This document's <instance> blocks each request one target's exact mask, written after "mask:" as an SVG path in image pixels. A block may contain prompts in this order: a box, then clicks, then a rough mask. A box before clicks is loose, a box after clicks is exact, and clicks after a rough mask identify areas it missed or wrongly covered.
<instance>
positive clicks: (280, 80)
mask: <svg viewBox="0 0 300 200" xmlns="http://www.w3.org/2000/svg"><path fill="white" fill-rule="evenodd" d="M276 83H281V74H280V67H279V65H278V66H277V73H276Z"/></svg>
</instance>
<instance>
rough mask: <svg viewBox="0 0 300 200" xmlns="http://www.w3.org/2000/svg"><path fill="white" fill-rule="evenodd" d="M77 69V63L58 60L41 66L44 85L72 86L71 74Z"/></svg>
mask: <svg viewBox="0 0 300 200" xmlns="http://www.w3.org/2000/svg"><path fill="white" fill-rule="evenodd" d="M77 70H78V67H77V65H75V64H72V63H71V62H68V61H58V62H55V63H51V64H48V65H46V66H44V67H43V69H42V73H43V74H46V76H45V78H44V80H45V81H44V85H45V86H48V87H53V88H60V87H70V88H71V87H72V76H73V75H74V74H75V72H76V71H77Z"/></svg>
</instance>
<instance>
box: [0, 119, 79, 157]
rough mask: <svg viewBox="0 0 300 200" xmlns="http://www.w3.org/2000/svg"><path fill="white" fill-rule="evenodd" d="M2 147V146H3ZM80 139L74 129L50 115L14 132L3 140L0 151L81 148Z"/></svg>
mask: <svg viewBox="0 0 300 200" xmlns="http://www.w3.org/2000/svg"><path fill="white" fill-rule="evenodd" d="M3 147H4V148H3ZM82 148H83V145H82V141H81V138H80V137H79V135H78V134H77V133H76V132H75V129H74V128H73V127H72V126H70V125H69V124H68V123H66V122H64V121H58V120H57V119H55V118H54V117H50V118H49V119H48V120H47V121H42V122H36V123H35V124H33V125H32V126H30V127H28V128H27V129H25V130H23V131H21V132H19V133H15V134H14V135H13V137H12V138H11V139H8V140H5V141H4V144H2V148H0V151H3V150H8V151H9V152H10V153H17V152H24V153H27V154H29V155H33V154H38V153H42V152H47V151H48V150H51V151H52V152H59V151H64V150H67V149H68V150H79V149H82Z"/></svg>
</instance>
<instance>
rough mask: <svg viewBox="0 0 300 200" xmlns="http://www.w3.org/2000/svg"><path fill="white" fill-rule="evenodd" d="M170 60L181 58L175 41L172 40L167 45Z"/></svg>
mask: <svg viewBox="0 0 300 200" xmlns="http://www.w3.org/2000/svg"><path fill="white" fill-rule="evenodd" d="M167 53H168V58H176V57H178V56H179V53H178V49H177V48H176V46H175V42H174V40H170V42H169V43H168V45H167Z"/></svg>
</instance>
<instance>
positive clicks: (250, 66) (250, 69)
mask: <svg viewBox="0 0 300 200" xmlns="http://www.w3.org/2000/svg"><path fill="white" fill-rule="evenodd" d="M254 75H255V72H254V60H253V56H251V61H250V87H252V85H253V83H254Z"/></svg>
○ ○ ○ ○
From the line that holds "69V63L58 60L41 66L44" down to the last line of the material, copy every line exactly and add nothing.

* EXPECTED OUTPUT
rough mask: <svg viewBox="0 0 300 200" xmlns="http://www.w3.org/2000/svg"><path fill="white" fill-rule="evenodd" d="M77 69V63L58 60L41 66L44 85L72 86L71 74Z"/></svg>
mask: <svg viewBox="0 0 300 200" xmlns="http://www.w3.org/2000/svg"><path fill="white" fill-rule="evenodd" d="M77 70H78V67H77V65H75V64H72V63H71V62H68V61H58V62H55V63H51V64H48V65H46V66H44V67H43V69H42V73H43V74H46V76H45V78H44V80H45V81H44V85H45V86H48V87H53V88H60V87H70V88H71V87H72V76H73V75H74V74H75V72H76V71H77Z"/></svg>
</instance>
<instance>
box: [0, 119, 79, 157]
rough mask: <svg viewBox="0 0 300 200" xmlns="http://www.w3.org/2000/svg"><path fill="white" fill-rule="evenodd" d="M2 147V146H3ZM80 139L74 129L50 115L14 132L3 140L0 151L81 148Z"/></svg>
mask: <svg viewBox="0 0 300 200" xmlns="http://www.w3.org/2000/svg"><path fill="white" fill-rule="evenodd" d="M3 147H4V148H3ZM82 148H83V145H82V141H81V138H80V137H79V135H78V134H77V133H76V132H75V129H74V128H73V127H72V126H70V125H69V124H68V123H66V122H64V121H58V120H57V119H55V118H54V117H50V118H49V119H48V120H47V121H42V122H36V123H35V124H33V125H32V126H30V127H28V128H27V129H25V130H23V131H21V132H19V133H15V134H14V135H13V137H12V138H11V139H8V140H5V141H4V144H2V148H0V151H3V150H8V151H9V152H10V153H17V152H24V153H27V154H29V155H33V154H38V153H42V152H47V151H48V150H51V151H52V152H59V151H64V150H67V149H68V150H79V149H82Z"/></svg>
</instance>
<instance>
rough mask: <svg viewBox="0 0 300 200" xmlns="http://www.w3.org/2000/svg"><path fill="white" fill-rule="evenodd" d="M170 60L181 58L175 41L172 40L167 45Z"/></svg>
mask: <svg viewBox="0 0 300 200" xmlns="http://www.w3.org/2000/svg"><path fill="white" fill-rule="evenodd" d="M167 53H168V58H176V57H178V56H179V53H178V49H177V48H176V46H175V42H174V40H170V42H169V43H168V45H167Z"/></svg>
</instance>
<instance>
positive clicks: (250, 66) (250, 69)
mask: <svg viewBox="0 0 300 200" xmlns="http://www.w3.org/2000/svg"><path fill="white" fill-rule="evenodd" d="M254 75H255V72H254V60H253V56H251V61H250V87H252V85H253V83H254Z"/></svg>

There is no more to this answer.